* **Stated task 1**: According to the album review, how many times had the reviewer listened to To Find Me Gone at the time of writing?
* **Stated task 2**: Rewrite the rows from the line containing "of the forested" through the end of the rows as a JSON list of strings, one string per line, omitting blank lines.

* **Given passage**:

┄┄┄┄┄┄┄┄┄┄

To Find Me Gone
Styles: soft rock, folk, ballads
Others: Devendra Banhart, Fleetwood Mac, The Warm Inventions, Nick Drake
Andy Cabic's music with Vetiver works in a very particular way. It's far from unusual sounding, and it can be very saccharine in its appeal ”” yet there's something very piqued about it. Vetiver's self-titled debut was a fetching thing indeed: the sad and the wistful trading fours amongst some of the most delicately, ungarishly resplendent arrangements offered on a modern folk rock release. Well, I'm pleased to announce that Vetiver's second long-player has that same slow-burn prowess, carrying the charming subtleties that will make it an endearing part of your music collection for years to come. It's got the same lightness, that same gentle yet firm feel that many of us fell in love with previously. It's handsome folk music, to be sure. But it's, degree by degree, handsome folk music with some real character and depth going for it.
As I write this, I've absorbed To Find Me Gone seven or eight times and I cannot find fault with a single element of it. While the album may not have the instant hooks of the previous album ("Belles," "Angels Share," and "Amerilie"), it strengthens their take on the lived-in, ambling feel ever-present in the music of Brightblack, Califone, and (occasionally) My Morning Jacket. That is to say, the new Vetiver is considerably more consistent in tone from track to track. These dusty tunes don't demand much of the listener, yet they have a way of opening up in your head more and more with repeated listens. Much like Seekonk's Pinkwood album, these songs benefit from a healthy smattering of idyllic instrumental passages and unexpected flourishes. It's a luxurious space, where no one element takes precedence over the other. I suppose I should also mention the lyrics. While some of them may feel clichéd or trite when observed, they are delivered with just the right amount earnestness so that you can just go along with it. Though Cabic's voice itself is nothing truly rare, his particularly refined restraint is unmatched amongst most any of the modern folk singers I've encountered. I imagine he could sing a grocery list and make it endearing.

┄┄┄┄┄┄┄┄┄┄

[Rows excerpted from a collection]
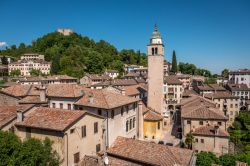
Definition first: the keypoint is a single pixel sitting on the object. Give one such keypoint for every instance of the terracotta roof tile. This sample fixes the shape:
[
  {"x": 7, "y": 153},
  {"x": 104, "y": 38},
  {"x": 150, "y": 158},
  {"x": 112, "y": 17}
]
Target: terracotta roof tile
[
  {"x": 9, "y": 112},
  {"x": 17, "y": 90},
  {"x": 66, "y": 90},
  {"x": 117, "y": 82},
  {"x": 202, "y": 112},
  {"x": 105, "y": 99},
  {"x": 220, "y": 95},
  {"x": 51, "y": 118},
  {"x": 134, "y": 90},
  {"x": 93, "y": 161},
  {"x": 151, "y": 115},
  {"x": 238, "y": 87},
  {"x": 172, "y": 80},
  {"x": 149, "y": 153},
  {"x": 31, "y": 100},
  {"x": 210, "y": 131}
]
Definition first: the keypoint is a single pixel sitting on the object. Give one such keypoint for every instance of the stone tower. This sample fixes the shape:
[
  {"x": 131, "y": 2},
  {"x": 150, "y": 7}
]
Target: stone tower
[{"x": 155, "y": 71}]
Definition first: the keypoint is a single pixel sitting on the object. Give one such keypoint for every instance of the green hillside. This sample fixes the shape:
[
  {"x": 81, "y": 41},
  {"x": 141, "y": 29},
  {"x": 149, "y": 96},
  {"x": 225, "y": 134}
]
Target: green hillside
[{"x": 75, "y": 55}]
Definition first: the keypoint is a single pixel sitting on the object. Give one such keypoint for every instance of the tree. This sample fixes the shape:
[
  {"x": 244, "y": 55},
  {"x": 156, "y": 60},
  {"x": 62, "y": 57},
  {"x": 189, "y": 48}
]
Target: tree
[
  {"x": 34, "y": 72},
  {"x": 174, "y": 68},
  {"x": 4, "y": 60},
  {"x": 30, "y": 152},
  {"x": 210, "y": 80},
  {"x": 189, "y": 140},
  {"x": 206, "y": 159},
  {"x": 225, "y": 73},
  {"x": 37, "y": 152},
  {"x": 10, "y": 147},
  {"x": 15, "y": 73}
]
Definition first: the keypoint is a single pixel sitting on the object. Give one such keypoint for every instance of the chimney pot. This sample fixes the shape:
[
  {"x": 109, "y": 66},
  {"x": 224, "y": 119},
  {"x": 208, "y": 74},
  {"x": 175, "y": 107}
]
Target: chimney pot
[{"x": 19, "y": 115}]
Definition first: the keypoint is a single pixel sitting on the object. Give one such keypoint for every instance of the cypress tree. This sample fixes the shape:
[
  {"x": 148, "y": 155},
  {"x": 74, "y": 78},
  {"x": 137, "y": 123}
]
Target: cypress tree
[{"x": 174, "y": 63}]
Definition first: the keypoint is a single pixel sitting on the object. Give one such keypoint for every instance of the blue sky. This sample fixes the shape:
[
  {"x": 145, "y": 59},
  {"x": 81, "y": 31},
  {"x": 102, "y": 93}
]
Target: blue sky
[{"x": 213, "y": 34}]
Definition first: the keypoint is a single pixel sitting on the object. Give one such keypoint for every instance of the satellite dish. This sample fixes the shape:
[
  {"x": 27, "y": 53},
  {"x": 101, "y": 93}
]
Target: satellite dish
[{"x": 106, "y": 160}]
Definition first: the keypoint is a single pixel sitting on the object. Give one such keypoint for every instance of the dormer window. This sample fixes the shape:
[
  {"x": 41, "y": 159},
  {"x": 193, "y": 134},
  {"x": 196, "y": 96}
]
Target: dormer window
[{"x": 156, "y": 51}]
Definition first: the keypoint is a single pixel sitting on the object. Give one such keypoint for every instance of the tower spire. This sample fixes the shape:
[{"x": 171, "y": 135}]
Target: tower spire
[{"x": 156, "y": 28}]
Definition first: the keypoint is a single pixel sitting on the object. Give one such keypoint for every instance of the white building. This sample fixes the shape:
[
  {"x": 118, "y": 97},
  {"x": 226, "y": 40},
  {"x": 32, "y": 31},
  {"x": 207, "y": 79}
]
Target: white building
[
  {"x": 29, "y": 62},
  {"x": 240, "y": 77},
  {"x": 112, "y": 73},
  {"x": 65, "y": 32}
]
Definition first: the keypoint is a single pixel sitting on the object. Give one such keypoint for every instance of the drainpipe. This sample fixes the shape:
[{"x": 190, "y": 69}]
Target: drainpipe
[
  {"x": 107, "y": 129},
  {"x": 67, "y": 155}
]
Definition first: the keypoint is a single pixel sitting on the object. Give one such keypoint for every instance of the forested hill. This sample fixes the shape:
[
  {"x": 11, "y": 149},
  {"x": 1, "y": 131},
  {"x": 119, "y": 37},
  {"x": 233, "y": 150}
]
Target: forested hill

┄┄┄┄┄┄┄┄┄┄

* **Correct answer 1**: Seven or eight times.

* **Correct answer 2**:
[
  "Definition first: the keypoint is a single pixel sitting on the object. Give one such keypoint for every instance of the forested hill. This sample fixes the shape:",
  "[",
  "  {\"x\": 11, \"y\": 149},",
  "  {\"x\": 1, \"y\": 131},",
  "  {\"x\": 119, \"y\": 37},",
  "  {\"x\": 233, \"y\": 150}",
  "]",
  "Target: forested hill"
]